### [Given records]
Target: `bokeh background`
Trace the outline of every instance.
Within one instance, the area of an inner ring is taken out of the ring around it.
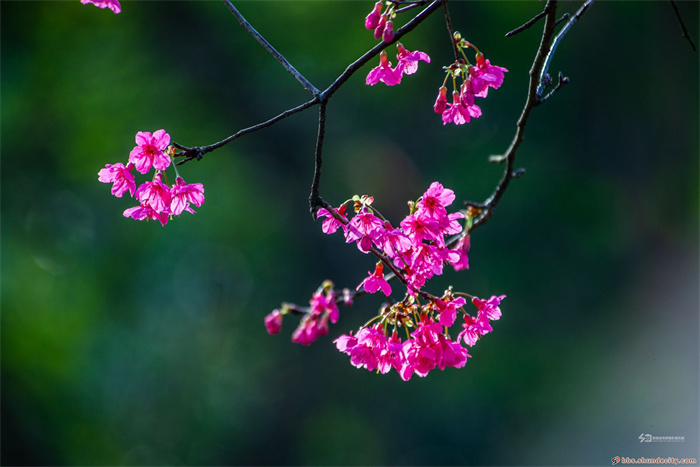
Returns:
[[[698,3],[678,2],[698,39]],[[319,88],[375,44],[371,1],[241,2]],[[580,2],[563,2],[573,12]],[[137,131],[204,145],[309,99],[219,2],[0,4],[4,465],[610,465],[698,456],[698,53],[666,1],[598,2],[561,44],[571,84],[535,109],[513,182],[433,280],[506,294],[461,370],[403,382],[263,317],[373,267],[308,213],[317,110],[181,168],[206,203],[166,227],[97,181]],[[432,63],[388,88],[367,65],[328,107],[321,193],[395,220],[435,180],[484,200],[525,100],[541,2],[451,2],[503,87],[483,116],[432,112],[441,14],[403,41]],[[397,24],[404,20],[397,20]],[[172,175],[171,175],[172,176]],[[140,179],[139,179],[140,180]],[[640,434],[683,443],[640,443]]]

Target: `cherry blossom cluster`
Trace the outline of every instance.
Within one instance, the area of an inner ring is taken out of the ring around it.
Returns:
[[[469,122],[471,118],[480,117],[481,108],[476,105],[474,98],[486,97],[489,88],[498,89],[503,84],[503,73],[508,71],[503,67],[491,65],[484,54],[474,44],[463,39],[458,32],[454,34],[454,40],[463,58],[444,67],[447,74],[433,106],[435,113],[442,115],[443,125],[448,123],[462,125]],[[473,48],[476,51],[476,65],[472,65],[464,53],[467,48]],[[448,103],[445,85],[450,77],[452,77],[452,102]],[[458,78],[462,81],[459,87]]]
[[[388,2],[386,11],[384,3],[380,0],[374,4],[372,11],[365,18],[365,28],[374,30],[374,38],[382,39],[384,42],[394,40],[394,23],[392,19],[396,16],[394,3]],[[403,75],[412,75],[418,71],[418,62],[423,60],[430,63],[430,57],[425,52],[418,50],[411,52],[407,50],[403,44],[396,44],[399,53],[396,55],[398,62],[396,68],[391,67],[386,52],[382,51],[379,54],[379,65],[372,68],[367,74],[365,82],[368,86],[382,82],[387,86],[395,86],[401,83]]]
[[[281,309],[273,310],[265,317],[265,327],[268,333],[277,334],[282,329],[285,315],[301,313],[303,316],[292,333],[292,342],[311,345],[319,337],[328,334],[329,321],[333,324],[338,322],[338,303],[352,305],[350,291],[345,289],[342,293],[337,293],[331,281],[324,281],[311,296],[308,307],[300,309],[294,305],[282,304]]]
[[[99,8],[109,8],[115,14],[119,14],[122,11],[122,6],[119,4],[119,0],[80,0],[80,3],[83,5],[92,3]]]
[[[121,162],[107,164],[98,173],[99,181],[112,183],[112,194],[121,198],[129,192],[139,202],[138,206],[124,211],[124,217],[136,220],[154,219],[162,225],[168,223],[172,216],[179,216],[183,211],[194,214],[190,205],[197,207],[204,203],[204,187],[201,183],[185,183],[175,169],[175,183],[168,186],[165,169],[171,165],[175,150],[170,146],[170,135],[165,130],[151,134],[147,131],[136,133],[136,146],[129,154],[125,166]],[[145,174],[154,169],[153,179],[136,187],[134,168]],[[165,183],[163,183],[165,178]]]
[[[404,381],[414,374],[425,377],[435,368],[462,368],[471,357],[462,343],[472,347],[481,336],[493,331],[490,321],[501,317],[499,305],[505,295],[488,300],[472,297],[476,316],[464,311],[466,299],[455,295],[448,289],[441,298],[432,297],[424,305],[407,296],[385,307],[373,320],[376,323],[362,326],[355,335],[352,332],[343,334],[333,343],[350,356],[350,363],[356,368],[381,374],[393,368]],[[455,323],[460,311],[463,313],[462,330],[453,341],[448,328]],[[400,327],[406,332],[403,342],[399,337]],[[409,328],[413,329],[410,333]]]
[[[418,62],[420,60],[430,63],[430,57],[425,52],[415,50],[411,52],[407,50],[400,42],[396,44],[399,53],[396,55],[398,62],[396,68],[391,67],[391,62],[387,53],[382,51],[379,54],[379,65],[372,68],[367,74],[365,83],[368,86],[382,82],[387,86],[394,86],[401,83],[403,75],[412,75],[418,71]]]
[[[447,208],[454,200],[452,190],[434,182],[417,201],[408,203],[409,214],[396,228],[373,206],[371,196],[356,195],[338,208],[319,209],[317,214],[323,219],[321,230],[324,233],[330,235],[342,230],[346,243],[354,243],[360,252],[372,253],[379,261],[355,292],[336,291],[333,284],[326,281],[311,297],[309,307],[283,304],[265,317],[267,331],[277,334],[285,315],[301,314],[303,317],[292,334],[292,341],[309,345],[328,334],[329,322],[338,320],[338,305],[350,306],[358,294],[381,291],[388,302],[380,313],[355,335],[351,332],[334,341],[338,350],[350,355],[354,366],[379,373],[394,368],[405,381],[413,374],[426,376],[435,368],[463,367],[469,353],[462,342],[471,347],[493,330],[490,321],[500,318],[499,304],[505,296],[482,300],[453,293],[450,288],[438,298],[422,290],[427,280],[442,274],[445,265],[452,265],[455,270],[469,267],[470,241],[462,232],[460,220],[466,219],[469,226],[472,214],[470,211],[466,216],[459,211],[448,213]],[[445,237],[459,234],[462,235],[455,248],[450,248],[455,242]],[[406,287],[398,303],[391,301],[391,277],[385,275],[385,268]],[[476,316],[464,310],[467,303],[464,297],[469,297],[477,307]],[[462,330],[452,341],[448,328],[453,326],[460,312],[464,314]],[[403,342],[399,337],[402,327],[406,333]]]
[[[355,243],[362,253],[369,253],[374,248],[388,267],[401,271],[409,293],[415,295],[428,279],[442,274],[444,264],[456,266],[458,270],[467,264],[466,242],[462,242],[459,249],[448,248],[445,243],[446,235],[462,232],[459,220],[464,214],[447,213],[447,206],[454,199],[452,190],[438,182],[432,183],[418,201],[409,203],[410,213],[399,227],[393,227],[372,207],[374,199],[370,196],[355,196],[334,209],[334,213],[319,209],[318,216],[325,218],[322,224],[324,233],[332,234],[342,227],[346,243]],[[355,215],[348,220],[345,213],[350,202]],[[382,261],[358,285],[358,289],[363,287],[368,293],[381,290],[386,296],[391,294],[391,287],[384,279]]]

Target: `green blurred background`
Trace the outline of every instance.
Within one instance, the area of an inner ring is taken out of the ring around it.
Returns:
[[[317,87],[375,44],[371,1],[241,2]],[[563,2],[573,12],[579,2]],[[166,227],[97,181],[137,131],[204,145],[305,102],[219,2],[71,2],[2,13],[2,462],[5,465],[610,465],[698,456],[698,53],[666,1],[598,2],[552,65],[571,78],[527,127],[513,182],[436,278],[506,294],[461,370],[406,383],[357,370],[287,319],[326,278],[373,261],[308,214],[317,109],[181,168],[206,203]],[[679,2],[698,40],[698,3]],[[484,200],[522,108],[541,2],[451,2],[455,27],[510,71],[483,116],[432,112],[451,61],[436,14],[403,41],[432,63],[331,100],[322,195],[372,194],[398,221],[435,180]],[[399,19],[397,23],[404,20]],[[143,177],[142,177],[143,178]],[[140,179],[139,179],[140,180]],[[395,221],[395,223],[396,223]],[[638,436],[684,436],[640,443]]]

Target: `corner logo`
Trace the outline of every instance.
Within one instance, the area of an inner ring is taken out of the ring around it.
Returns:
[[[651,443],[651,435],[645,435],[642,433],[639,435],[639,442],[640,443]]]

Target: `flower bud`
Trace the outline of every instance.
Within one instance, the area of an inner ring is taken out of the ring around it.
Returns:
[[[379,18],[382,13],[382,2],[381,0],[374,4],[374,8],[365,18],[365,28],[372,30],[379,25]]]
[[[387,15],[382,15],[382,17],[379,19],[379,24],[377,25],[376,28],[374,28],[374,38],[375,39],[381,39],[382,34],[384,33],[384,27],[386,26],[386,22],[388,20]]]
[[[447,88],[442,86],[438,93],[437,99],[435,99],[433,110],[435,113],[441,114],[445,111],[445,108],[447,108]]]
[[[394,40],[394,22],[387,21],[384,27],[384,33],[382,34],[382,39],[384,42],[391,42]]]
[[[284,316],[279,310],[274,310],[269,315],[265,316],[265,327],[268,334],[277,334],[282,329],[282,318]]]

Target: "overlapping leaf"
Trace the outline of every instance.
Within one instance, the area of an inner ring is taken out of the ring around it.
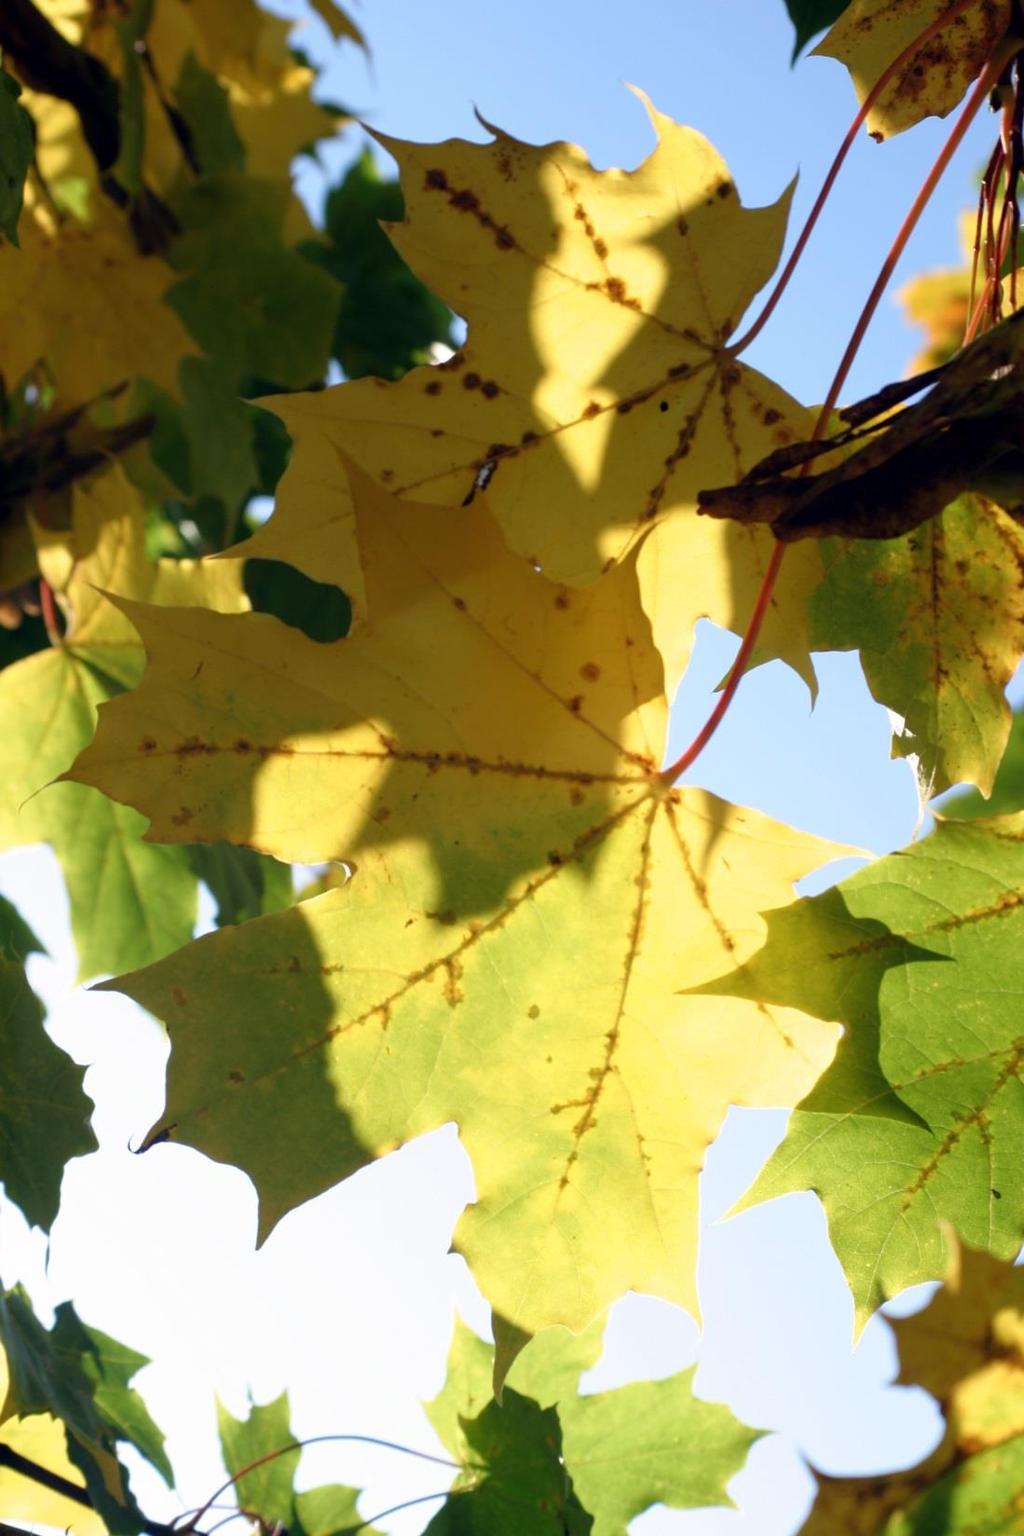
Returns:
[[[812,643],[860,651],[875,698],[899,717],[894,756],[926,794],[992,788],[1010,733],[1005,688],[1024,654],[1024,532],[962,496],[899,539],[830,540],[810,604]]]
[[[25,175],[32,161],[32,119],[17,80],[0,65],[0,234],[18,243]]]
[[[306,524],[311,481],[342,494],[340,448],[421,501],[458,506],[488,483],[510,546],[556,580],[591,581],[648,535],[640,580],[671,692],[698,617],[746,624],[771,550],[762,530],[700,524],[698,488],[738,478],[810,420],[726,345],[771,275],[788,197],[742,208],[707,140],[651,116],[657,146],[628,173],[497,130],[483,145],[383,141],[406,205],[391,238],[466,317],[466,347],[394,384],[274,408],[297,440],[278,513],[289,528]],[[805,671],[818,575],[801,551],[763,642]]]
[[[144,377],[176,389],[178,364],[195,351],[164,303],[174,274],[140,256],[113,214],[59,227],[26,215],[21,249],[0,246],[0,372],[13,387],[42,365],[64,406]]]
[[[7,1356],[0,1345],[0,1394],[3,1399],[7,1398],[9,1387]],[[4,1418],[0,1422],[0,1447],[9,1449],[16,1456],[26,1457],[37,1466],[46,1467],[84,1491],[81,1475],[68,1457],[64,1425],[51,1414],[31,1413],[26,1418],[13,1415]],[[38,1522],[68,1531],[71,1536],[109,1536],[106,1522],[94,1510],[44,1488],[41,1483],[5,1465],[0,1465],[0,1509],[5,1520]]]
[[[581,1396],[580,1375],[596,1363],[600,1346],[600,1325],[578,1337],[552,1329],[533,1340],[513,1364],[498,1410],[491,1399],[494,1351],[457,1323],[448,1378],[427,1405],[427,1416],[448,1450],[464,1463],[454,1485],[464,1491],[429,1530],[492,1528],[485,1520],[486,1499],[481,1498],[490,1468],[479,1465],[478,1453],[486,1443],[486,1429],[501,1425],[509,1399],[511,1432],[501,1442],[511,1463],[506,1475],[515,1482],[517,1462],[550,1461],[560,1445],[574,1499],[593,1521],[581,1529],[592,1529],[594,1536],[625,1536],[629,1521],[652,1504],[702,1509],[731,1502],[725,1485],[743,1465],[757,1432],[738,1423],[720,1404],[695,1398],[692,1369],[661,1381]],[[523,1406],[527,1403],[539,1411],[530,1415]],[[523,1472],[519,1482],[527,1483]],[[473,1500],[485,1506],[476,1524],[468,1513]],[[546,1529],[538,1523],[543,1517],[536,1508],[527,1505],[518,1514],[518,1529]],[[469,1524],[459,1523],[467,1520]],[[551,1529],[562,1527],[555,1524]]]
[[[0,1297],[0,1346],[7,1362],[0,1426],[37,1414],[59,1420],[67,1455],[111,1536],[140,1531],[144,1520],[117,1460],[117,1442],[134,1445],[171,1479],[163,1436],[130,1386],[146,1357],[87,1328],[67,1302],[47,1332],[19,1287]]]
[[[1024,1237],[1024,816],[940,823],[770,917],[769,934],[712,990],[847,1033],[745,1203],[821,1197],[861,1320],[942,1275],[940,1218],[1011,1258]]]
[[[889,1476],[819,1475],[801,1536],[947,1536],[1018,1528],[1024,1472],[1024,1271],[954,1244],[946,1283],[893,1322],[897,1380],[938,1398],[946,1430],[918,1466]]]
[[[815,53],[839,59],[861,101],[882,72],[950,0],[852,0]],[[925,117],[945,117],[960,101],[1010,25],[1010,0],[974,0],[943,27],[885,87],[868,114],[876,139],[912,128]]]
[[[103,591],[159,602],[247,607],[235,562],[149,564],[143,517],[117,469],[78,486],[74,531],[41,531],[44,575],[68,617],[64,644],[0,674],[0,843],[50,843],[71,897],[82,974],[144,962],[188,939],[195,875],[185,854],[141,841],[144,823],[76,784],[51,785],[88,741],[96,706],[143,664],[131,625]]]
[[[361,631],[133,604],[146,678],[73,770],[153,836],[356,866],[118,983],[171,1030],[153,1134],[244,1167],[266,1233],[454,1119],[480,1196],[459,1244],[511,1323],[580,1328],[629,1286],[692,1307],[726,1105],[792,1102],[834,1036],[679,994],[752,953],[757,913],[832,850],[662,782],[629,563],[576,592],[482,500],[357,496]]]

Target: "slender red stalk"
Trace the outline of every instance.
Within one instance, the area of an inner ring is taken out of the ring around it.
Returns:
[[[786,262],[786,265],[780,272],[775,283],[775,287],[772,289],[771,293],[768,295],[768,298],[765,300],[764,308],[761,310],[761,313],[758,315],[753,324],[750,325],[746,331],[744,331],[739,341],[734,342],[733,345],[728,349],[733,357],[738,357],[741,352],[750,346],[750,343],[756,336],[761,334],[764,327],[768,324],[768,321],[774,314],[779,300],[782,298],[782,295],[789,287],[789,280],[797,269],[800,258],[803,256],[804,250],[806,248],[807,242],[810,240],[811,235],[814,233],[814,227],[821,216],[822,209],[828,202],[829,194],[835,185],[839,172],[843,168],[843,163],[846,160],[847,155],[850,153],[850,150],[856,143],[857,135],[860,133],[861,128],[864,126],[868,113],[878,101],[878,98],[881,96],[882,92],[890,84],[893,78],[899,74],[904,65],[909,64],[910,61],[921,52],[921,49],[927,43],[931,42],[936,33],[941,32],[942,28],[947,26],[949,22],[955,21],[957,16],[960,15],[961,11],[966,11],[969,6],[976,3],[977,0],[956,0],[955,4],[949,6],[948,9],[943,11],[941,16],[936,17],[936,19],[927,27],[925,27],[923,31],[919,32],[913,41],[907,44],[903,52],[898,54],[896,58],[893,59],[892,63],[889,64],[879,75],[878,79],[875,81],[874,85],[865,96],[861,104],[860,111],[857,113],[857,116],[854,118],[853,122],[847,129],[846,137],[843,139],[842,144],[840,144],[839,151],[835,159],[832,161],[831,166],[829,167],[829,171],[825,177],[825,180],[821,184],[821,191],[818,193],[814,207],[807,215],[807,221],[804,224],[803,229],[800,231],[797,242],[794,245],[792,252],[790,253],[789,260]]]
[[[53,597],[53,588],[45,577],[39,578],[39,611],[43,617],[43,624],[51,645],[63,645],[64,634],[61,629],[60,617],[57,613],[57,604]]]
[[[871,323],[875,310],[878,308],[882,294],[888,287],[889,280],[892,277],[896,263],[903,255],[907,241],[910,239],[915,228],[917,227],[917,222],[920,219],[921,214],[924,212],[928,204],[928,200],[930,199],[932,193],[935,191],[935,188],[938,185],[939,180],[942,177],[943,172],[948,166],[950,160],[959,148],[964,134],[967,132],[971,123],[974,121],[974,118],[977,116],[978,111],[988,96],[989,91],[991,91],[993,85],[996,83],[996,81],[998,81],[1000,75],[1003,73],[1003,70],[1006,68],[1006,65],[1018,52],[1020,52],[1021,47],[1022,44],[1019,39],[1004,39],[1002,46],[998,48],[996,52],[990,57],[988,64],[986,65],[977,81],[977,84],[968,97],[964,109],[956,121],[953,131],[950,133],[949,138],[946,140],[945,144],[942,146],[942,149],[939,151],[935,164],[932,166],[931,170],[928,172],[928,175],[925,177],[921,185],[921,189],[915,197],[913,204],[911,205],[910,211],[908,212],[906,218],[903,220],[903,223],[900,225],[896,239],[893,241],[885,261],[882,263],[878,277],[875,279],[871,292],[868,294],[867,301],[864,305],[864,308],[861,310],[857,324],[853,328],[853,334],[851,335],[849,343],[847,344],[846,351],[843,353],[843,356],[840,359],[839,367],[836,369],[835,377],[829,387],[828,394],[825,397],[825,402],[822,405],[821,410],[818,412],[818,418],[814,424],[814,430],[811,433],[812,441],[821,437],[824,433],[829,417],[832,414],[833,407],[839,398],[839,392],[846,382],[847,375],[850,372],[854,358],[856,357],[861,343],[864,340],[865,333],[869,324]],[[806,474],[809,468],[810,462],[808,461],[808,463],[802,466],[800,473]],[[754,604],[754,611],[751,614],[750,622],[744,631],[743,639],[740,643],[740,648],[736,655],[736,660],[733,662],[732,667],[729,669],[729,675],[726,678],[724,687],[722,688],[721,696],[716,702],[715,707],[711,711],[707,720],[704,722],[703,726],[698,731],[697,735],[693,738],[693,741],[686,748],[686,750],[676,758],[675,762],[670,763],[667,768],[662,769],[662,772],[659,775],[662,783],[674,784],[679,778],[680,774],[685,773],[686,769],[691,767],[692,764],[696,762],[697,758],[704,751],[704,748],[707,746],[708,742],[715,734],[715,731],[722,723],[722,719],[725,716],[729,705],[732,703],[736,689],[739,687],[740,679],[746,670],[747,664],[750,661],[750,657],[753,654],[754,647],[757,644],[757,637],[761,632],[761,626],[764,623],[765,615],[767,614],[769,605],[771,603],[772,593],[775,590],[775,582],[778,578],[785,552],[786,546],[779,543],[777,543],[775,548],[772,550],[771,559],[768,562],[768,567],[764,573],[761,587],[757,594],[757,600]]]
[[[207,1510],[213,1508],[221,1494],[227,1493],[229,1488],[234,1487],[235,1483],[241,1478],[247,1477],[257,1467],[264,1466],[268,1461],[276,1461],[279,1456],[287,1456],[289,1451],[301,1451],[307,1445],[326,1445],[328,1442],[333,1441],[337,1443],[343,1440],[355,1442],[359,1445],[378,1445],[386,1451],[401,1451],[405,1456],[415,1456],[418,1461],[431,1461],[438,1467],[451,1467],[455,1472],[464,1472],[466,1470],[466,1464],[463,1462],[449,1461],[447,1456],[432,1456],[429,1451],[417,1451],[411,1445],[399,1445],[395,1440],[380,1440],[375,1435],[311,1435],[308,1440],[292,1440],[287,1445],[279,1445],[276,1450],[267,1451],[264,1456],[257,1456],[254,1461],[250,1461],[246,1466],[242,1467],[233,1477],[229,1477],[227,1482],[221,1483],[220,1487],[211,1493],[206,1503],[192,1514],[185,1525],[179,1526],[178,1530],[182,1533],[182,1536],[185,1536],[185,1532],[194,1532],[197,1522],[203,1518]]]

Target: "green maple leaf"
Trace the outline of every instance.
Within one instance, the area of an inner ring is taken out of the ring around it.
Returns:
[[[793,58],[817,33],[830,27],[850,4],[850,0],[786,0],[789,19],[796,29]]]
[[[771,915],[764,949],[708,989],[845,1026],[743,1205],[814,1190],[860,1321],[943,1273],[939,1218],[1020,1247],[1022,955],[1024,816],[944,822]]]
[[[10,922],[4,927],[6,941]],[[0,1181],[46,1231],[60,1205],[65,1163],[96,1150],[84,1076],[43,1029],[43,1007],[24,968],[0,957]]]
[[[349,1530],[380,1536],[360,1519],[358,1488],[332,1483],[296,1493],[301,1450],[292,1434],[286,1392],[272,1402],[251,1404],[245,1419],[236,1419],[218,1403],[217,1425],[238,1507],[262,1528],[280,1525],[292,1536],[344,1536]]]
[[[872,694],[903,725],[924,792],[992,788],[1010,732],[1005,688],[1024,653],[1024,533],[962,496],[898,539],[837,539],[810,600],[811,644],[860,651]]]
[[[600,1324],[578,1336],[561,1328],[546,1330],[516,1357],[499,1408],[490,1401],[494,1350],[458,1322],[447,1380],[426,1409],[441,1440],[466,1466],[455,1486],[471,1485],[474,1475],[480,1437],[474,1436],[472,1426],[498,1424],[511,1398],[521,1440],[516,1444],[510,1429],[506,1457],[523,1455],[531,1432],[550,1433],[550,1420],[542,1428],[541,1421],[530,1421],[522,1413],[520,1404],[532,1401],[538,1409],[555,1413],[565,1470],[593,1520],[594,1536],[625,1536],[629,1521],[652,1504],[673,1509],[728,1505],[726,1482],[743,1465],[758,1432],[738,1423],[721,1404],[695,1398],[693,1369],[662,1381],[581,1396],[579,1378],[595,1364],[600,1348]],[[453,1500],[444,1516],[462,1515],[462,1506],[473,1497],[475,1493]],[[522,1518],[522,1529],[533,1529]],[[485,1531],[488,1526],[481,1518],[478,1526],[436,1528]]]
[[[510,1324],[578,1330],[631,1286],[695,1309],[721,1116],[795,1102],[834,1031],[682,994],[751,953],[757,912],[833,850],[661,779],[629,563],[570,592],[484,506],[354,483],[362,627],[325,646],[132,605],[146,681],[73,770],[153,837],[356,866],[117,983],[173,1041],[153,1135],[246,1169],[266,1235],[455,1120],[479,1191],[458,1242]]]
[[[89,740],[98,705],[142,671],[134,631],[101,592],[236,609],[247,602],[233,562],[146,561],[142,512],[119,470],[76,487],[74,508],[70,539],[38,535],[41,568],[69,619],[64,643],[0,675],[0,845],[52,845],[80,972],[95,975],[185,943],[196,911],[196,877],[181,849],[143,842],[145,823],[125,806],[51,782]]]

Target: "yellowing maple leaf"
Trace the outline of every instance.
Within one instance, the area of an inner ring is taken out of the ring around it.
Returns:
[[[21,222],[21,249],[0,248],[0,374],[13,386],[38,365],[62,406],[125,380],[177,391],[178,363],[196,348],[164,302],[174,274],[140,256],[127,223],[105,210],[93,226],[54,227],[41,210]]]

### [The problem]
Lines in the material above that include the string "green" should be listed.

### [Task response]
Target: `green blurred background`
Target: "green maple leaf"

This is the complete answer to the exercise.